— START Dataset records —

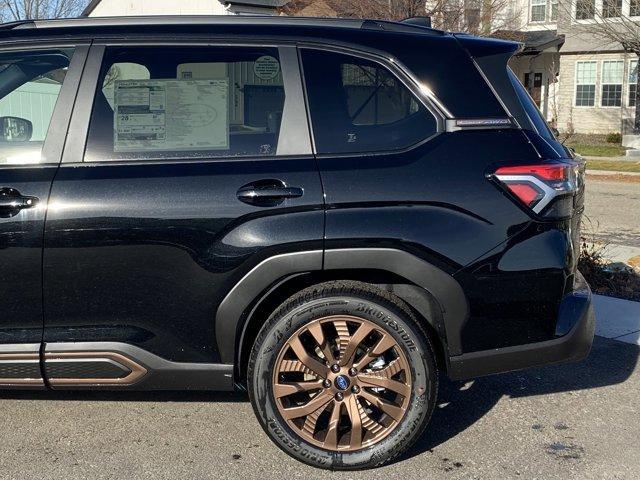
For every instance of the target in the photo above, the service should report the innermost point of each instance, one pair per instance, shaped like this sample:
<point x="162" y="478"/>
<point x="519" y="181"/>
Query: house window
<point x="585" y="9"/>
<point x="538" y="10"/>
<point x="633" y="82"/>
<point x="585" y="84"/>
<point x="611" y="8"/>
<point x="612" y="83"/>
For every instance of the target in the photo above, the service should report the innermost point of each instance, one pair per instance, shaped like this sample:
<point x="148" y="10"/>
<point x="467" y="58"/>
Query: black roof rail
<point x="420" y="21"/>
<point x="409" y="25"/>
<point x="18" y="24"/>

— END Dataset records —
— START Dataset records —

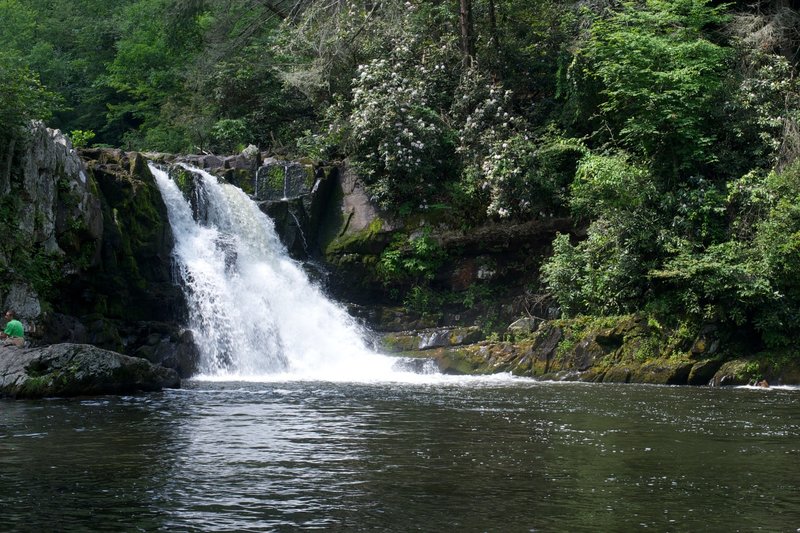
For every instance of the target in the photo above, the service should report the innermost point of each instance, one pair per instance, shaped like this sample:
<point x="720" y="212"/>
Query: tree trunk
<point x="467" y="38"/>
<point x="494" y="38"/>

— END Dataset records —

#### Given problem:
Pick out every line in the rows above that contains the string "Query", and copy those lines in the order they appear.

#### Right answer:
Query: house window
Query: black roof rail
Query: tree trunk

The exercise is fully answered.